[Compito breve 1]:
Riassumi in due frasi il paragrafo dell'intervista a Manuel Fazzini che comincia con «Sì, la mia esperienza dimostra», conservandone i fatti principali.
[Compito breve 2]:
Riproduci fedelmente il passo dell'intervista a Manuel Fazzini compreso tra "Manuel Fazzini, 35" e "illustrazione omaggio dell’artista.", entrambi inclusi.
[Compito breve 3]:
Scrivi il seguito dell'intervista a Manuel Fazzini a partire dall'ultima frase riportata.

[Estratto del testo]:
Manuel Fazzini, 35 anni, originario di Stella di Monsampolo (AP) svolge il mestiere di illustratore a Roma da oltre cinque anni. In questa intervista ci racconterà il suo percorso e le tante (e importanti) soddisfazioni personali che sta ottenendo, accompagnandoci in un settore interessante ma poco conosciuto e considerato. PS. Per chi arriva a fine articolo, illustrazione omaggio dell’artista.
Sfatiamo subito un mito, si può vivere d’arte?
“Sì, la mia esperienza dimostra che è possibile. Certo, non è sempre semplice. Hai la tua bella partita Iva con annessi e connessi… Però mi sono convinto di una cosa: se viene bloccata, l’arte repressa trova il modo di uscire fuori, in un modo o nell’altro. Il vero problema è che nel nostro Paese, se si tratta di arte, si pensa subito a un hobby. E non smetto di trovarlo assurdo, visto che mi trovo in una piazza splendida [siamo seduti a un tavolino di Piazza del Popolo ad Ascoli Piceno, ndr] e l’Italia è tutta fatta da un tessuto diffuso di arte, storia, cultura, bellezza…”.

[Estratti delle voci]:
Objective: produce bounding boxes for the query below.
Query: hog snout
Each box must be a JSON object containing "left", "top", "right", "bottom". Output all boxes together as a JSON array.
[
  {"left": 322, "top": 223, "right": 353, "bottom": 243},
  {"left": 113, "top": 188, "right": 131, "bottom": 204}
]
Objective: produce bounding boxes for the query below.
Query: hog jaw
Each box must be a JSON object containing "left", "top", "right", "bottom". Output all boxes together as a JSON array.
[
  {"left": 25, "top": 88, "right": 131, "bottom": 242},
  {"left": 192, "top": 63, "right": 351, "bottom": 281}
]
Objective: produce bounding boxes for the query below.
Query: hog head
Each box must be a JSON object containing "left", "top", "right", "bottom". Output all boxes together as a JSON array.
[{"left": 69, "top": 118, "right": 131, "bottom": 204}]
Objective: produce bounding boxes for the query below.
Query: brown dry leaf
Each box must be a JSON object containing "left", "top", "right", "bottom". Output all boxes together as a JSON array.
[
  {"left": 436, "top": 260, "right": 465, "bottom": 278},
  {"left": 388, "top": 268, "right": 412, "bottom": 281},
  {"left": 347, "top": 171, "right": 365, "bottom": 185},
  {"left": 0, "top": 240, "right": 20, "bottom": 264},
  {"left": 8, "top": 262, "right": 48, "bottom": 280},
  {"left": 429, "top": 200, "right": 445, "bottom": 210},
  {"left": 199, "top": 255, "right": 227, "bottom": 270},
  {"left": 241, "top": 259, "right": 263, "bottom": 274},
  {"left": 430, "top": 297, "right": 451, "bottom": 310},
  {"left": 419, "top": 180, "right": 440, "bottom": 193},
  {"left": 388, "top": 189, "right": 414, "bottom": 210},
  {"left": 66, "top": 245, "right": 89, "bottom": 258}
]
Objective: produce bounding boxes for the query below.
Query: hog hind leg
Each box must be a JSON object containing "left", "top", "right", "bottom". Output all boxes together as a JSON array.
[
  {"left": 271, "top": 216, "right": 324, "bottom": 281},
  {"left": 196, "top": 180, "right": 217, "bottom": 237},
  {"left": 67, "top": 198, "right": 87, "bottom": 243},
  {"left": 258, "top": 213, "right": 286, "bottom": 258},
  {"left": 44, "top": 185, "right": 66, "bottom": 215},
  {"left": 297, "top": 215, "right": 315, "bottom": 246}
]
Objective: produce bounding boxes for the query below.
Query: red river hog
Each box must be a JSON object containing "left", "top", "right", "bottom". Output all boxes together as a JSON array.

[Risposta al compito 1]:
Fazzini sostiene che vivere d'arte è possibile, anche se non sempre semplice, con la partita Iva e i relativi oneri, e che l'arte repressa trova comunque un modo per uscire. Trova assurdo che in Italia l'arte venga subito considerata un hobby, in un Paese fatto di un tessuto diffuso di arte, storia, cultura e bellezza.

[Risposta al compito 2]:
Manuel Fazzini, 35 anni, originario di Stella di Monsampolo (AP) svolge il mestiere di illustratore a Roma da oltre cinque anni. In questa intervista ci racconterà il suo percorso e le tante (e importanti) soddisfazioni personali che sta ottenendo, accompagnandoci in un settore interessante ma poco conosciuto e considerato. PS. Per chi arriva a fine articolo, illustrazione omaggio dell’artista.

[Risposta al compito 3]:
Penso sempre a una campagna di alcuni anni fa, “Freelance sì #coglioneNO”, molto divertente ma molto vera.
“A me non è capitato, ma a moltissimi capita spesso. ‘Ok, disegni ma poi che mestiere fai?’. Ebbene sì, fare l’illustratore è un mestiere. E quindi va remunerato. Personalmente non ho mai accettato lavori non retribuiti. Al classico ‘Mi fai il ritratto di…’: io ho sempre risposto, ‘Benissimo, questo è il prezzo’. Il lavoro creativo è lavoro e quindi si paga. Io comunque ho iniziato subito con grandi nomi e a loro non verrebbe in mente di proporti un lavoro solo ‘per la visibilità’”.
Ripartiamo dall’inizio allora, qual è stato il tuo primo incontro con l’arte?
“Ho sempre disegnato nella mia vita, con passione e buoni risultati. Da bambino, il primo ricordo di me che disegno è sul seggiolone: ricopiavo alcune copertine Disney. Cercavo sempre di copiare i personaggi. Alle medie ho anche frequentato un corso di fumetto. Fino a che, poi, ho scelto l’Istituto d’arte ad Ascoli. A scuola ero molto bravo. Ho scelto l’indirizzo ‘Disegno e Arti Grafiche’, che si concentrava sul disegno a 360 gradi. E all’epoca niente era digitale, avevamo certo i primi Mac colorati sul retro… Però ecco in laboratorio magari andavamo ogni tanto per impaginare qualche volantino per eventi e stop”.
E dopo il diploma?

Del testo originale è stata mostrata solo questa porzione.